WORK INSTRUCTIONS —
a – Please reproduce word for word the part of the hydrogen excerpt starting at "In the case" and ending at "future hydrogen markets.".
b – Name the hard-to-abate industries that the hydrogen excerpt gives as downstream use cases for hydrogen and its derivatives.

SOURCE —
* START *

Yet, India’s role in the future global hydrogen economy is uncertain. The nascent hydrogen value chain is complex, and countries are determining how they will integrate within this growing market. Among the largest economies in the world, the G20, most countries have stated intentions to become net exporters of hydrogen (see Table 2).

In the case of India, and many other stated exporters, the feasibility of these hydrogen export goals are unclear. Some previous analyses classify India as a clear (future) importer or bystander of clean hydrogen and many of its derivatives (such as ammonia or methanol) while others conclude that India is posed to be a medium to large exporter in future hydrogen markets.

This analysis aims to build on this discussion by precisely quantifying India's position within the global hydrogen landscape through clean hydrogen production costs. The opening section defines the hydrogen value chain at-large and various hydrogen production methods. Next, the following section describes the current state of this value chain globally and domestically in India and then defines a modeling framework to estimate current and future production costs of clean hydrogen and their drivers within India with relevant comparisons traditional hydrogen production methods. Subsequently, the analysis contextualizes India’s clean hydrogen production costs to the G20 at-large. The author then offers conclusions and recommendations to those looking to understand what role India will play in the future of global hydrogen.

2. DEFINING CLEAN HYDROGEN AND THE HYDROGEN VALUE CHAIN

Source: Author adaptation from McKinsey analysis.

The hydrogen value chain consists of three interconnected components: production, storage and transportation, and downstream use cases. After production, hydrogen can be stored in both liquid and gaseous states, or as chemical derivatives like ammonia. Pipelines, liquid hydrogen, and ammonia shipping are the primary transportation methods. Significant uncertainty exists within this stage specifically concerning the safety, cost, and accessibility of these storage and transport methods. While there are several hydrogen pipelines integrated globally, hydrogen shipping is largely untested, with the world’s first liquified hydrogen carrier being built in 2020 and the first test shipment occurring in February 2022. To date, no other carrier has been built or operationalized. Finally, in downstream use cases, hydrogen and its derivatives are the primary inputs in several hard-to-abate industries such as fertilizers, refineries, and steel production.

Various hydrogen production methods and their associated greenhouse gas emissions are often classified by colors. The three most common production methods are grey, blue, and green hydrogen (Table 1). Grey hydrogen is hydrogen generated through natural gas, primarily through a process in which natural gas reacts with steam in the presence of a catalyst to produce hydrogen. Carbon dioxide is emitted as a byproduct of this process. The blue hydrogen synthesis process mirrors grey hydrogen, except for the addition of carbon capture technology, which captures a percentage of the CO2 byproduct, reducing overall emissions. Green hydrogen is defined as hydrogen produced using purely renewable energy resources (like wind, solar, hydropower). Specifically, renewable energy powers an electrolyzer, where electricity splits a water molecule into its constituent hydrogen and oxygen molecules. This process is emissions-free so long as the input electricity is also emissions-free. Note that some countries, like India, also consider biomass-derived hydrogen to be in the “green” class.

* END *

(Point annotation records)

* START *

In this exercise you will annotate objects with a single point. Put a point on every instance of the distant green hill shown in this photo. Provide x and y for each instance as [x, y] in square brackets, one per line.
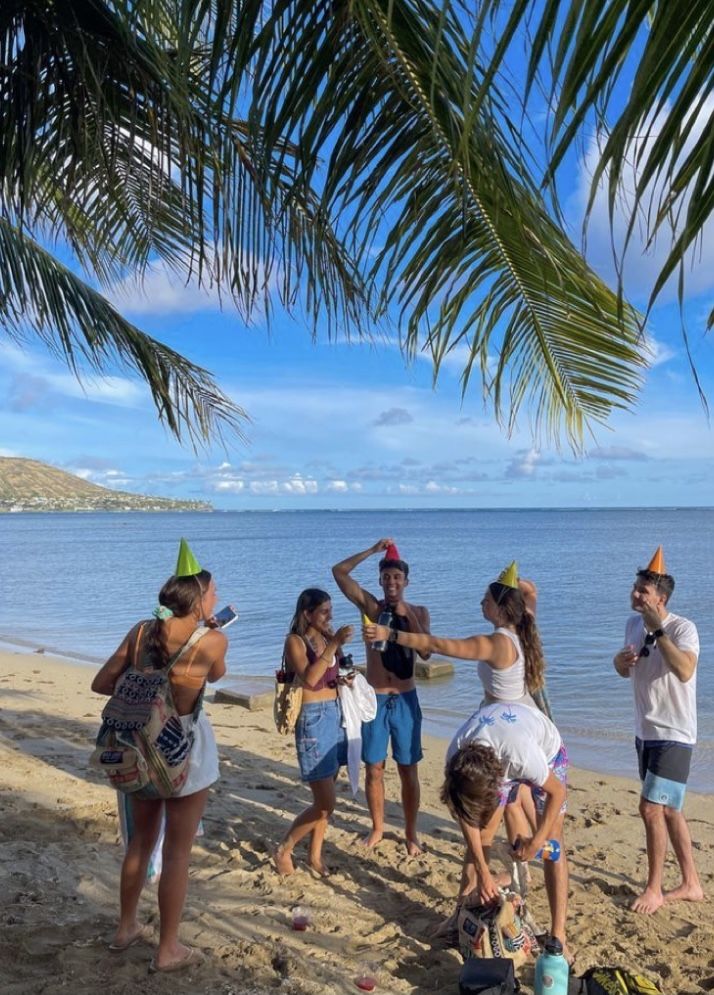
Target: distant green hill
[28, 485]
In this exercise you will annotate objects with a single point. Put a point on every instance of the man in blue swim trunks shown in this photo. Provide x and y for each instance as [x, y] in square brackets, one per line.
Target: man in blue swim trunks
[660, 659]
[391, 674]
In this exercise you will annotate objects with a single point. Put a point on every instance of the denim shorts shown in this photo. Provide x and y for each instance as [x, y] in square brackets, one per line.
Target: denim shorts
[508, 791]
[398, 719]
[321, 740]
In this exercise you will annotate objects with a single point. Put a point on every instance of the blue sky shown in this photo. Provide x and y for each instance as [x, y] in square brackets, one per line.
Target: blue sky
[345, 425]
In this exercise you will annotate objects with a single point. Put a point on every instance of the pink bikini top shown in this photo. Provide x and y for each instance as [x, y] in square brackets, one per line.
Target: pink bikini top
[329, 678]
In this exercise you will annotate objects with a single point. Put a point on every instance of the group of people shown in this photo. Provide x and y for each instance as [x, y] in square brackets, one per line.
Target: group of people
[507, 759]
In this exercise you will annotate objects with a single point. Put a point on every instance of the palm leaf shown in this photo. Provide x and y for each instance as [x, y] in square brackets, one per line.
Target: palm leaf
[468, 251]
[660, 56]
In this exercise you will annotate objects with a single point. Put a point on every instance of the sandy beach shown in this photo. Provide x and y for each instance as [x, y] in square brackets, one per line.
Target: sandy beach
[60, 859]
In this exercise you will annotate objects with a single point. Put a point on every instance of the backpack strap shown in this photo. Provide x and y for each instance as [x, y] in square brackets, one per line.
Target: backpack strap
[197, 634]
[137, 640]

* END *
* START *

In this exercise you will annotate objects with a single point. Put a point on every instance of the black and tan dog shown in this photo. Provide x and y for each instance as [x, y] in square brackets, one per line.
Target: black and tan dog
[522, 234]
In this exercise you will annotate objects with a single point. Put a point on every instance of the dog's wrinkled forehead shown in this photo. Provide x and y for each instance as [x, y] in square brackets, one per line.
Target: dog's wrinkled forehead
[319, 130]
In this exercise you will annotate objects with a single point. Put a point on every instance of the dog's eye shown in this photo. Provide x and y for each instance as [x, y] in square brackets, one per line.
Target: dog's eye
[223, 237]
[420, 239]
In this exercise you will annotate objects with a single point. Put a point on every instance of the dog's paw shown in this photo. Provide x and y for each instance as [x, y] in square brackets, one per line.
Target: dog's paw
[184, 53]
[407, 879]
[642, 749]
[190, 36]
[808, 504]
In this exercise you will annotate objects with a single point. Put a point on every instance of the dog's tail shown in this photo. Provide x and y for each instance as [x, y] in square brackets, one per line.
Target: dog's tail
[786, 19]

* END *

RESPONSE LIST —
a –
In the case of India, and many other stated exporters, the feasibility of these hydrogen export goals are unclear. Some previous analyses classify India as a clear (future) importer or bystander of clean hydrogen and many of its derivatives (such as ammonia or methanol) while others conclude that India is posed to be a medium to large exporter in future hydrogen markets.

b – Fertilizers, refineries, and steel production.